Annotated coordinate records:
>>>

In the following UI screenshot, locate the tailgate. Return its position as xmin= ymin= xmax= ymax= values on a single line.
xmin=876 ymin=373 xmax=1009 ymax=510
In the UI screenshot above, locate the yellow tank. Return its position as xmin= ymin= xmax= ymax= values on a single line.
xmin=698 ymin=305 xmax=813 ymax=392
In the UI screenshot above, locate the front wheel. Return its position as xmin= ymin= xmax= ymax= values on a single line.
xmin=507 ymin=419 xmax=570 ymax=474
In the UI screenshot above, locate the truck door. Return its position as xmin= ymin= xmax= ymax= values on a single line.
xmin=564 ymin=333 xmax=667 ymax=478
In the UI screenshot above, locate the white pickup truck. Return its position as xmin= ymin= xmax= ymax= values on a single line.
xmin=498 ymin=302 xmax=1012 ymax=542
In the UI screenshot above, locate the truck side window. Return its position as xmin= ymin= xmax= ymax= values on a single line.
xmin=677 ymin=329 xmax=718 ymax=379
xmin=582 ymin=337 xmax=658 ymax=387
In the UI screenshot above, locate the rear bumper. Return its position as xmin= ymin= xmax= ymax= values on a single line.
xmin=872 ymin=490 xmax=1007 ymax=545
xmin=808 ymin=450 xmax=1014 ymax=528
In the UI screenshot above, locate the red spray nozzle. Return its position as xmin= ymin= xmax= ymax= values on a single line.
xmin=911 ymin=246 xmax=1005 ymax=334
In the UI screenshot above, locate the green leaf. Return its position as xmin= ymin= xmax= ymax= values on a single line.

<<<

**TASK TO COMPLETE**
Give the lines above as a numbered list, leaving out blank lines. Begin at the line that contains "In the UI screenshot above, locate the truck side" and stop after the line that contains "xmin=582 ymin=337 xmax=658 ymax=387".

**RESPONSE TO THE TASK**
1. In the UI screenshot above, locate the truck side window. Return its position as xmin= ymin= xmax= ymax= values on a single line.
2. xmin=677 ymin=329 xmax=718 ymax=379
3. xmin=582 ymin=337 xmax=658 ymax=387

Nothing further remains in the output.